• GIVEN PASSAGE
This afternoon my wife and I ventured over to Ross Park Mall, on the north side of Pittsburgh. Now, living on the south side of town, we probably haven't been up to that mall in nearly four years. Well, in that time, the mall's management has been working to make the mall more upscale and leave the general shopping to the numerous strip malls and plazas that surround the main mall. They've added a Nordstrom, Louis Vuitton, Burberry, and a number of other “high-end” stores.
Now, even in good economic times these are stores that I wouldn't normally venture into. They're “label” stores, which basically charge you an exorbitant amount for an inferior product because it's got their label on it. Unfortunately for them, I'm a functional person and usually will buy a product for quality over brand name (and I'll admit that there have been some exceptions).

[Location identification items]
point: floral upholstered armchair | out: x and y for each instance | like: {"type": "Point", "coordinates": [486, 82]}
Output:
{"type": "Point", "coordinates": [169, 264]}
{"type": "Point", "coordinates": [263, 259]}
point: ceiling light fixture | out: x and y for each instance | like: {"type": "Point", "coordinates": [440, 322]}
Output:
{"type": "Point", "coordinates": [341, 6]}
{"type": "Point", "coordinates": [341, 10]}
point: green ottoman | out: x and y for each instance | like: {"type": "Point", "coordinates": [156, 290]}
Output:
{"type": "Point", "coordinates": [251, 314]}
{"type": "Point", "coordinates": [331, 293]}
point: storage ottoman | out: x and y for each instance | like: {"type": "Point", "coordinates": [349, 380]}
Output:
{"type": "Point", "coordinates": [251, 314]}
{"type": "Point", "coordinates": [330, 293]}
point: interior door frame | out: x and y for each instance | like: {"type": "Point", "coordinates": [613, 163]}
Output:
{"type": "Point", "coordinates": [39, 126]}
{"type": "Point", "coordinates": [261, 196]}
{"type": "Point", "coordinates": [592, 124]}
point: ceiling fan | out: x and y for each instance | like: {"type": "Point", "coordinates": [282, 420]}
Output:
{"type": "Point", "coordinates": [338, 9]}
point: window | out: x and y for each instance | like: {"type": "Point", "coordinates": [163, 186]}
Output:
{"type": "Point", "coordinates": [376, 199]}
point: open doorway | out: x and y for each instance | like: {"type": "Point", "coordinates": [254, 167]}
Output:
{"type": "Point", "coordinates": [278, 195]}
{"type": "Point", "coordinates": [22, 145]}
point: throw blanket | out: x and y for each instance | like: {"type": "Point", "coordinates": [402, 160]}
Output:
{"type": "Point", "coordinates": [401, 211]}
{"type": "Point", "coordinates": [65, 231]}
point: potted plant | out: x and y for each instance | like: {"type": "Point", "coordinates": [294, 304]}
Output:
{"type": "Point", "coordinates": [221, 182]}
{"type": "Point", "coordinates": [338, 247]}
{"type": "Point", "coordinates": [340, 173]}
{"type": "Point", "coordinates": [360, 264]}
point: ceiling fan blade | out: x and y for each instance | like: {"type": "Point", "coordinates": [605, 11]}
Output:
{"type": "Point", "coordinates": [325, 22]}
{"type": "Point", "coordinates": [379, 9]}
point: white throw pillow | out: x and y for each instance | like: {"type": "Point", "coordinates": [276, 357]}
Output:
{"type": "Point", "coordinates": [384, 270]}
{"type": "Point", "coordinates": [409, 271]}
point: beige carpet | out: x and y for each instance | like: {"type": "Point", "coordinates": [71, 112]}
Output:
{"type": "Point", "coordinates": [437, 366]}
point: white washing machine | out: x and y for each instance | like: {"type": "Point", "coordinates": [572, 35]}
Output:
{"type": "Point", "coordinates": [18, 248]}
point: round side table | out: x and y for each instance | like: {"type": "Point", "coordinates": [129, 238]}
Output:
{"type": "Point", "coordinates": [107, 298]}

• TASKS TO CARRY OUT
- A) Render everything in the rows from the line containing "point: beige carpet" down to the last row as a JSON list of strings, one string per line, skipping blank lines.
- B) Extend the post about the trip to Ross Park Mall, starting right after its final sentence.

• EXPECTED OUTPUTS
- A)
[
  "point: beige carpet | out: x and y for each instance | like: {\"type\": \"Point\", \"coordinates\": [71, 112]}",
  "Output:",
  "{\"type\": \"Point\", \"coordinates\": [437, 366]}",
  "point: white washing machine | out: x and y for each instance | like: {\"type\": \"Point\", \"coordinates\": [572, 35]}",
  "Output:",
  "{\"type\": \"Point\", \"coordinates\": [18, 248]}",
  "point: round side table | out: x and y for each instance | like: {\"type\": \"Point\", \"coordinates\": [129, 238]}",
  "Output:",
  "{\"type\": \"Point\", \"coordinates\": [107, 298]}"
]

- B)
But now that we are in less-than-stellar economic times, one has to wonder about the impact on these stores, and the mall as a whole, when their business is primarily aimed at expendable income. Will they be able remain profitable in this economic climate? Will mall foot traffic drop because the clientele they were targeting is no longer there in the same quantities?
At a more basic level, if you run a business that primarily caters to high-end customers with more disposable income, in poor economic times is it better to remain exclusivity to retain the value of your brand name, or is it better to branch out and offer a broader range of products to make your brand more available to all kinds of customers.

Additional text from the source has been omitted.